Cosa si richiede -
Trascrivi parola per parola il materiale dall'inizio fino alla riga con "column 515, row 858", inclusa quest'ultima.

:: Dati registrati

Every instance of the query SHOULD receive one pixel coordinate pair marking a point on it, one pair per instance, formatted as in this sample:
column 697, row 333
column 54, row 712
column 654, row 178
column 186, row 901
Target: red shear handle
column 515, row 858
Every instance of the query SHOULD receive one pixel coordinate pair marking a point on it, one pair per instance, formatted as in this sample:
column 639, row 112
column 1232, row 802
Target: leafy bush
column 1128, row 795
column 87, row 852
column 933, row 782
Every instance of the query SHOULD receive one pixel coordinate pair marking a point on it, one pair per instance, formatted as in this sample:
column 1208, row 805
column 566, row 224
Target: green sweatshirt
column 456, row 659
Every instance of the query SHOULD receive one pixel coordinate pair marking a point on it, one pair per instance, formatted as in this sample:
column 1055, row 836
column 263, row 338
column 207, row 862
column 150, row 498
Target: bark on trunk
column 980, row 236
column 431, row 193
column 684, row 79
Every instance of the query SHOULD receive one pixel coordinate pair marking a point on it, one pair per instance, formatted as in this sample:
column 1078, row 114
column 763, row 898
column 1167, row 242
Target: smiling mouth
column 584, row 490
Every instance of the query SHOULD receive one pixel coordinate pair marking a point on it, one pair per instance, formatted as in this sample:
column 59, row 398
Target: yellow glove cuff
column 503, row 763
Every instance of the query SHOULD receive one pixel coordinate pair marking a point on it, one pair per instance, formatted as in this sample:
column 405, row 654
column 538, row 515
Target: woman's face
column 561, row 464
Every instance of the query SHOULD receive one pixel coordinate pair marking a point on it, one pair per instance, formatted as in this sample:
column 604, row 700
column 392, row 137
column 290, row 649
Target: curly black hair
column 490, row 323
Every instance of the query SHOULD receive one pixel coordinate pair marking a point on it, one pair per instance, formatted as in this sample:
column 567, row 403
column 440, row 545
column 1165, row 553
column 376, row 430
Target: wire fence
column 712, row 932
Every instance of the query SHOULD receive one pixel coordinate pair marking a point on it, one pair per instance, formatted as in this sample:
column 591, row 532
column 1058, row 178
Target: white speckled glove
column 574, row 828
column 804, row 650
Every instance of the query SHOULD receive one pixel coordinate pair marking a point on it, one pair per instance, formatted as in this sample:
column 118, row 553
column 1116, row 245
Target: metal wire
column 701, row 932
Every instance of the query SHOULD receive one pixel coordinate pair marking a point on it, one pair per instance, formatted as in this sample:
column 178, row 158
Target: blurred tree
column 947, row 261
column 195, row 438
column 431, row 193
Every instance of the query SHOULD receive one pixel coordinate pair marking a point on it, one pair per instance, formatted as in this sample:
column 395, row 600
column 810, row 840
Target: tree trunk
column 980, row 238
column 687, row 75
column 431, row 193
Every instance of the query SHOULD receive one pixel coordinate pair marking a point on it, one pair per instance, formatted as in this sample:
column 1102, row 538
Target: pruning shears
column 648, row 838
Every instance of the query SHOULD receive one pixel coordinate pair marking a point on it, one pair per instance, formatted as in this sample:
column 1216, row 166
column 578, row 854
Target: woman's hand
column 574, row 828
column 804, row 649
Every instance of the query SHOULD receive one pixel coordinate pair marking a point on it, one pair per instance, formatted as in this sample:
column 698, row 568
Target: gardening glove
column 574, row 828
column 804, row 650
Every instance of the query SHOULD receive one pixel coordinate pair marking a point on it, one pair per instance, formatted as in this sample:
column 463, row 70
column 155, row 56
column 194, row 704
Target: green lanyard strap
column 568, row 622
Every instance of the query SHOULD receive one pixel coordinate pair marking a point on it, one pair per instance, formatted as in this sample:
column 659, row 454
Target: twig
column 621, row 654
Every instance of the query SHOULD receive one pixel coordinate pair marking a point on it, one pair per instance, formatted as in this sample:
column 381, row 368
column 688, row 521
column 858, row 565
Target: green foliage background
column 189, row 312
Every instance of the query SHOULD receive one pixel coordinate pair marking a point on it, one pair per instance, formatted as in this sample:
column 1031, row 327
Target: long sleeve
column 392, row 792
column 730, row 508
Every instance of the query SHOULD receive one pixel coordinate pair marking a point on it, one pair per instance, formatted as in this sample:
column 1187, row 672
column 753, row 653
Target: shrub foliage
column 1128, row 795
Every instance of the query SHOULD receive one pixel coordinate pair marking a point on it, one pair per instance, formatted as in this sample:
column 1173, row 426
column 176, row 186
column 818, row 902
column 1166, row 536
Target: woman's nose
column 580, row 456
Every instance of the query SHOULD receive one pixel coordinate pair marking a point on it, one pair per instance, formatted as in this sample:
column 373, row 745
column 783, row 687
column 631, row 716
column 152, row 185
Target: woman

::::

Risposta completa -
Every instance of the query SHOULD receive one pixel coordinate pair marking a point on it, one pair per instance, formatted as in this sample:
column 697, row 333
column 54, row 712
column 654, row 178
column 186, row 901
Target: red shear handle
column 515, row 858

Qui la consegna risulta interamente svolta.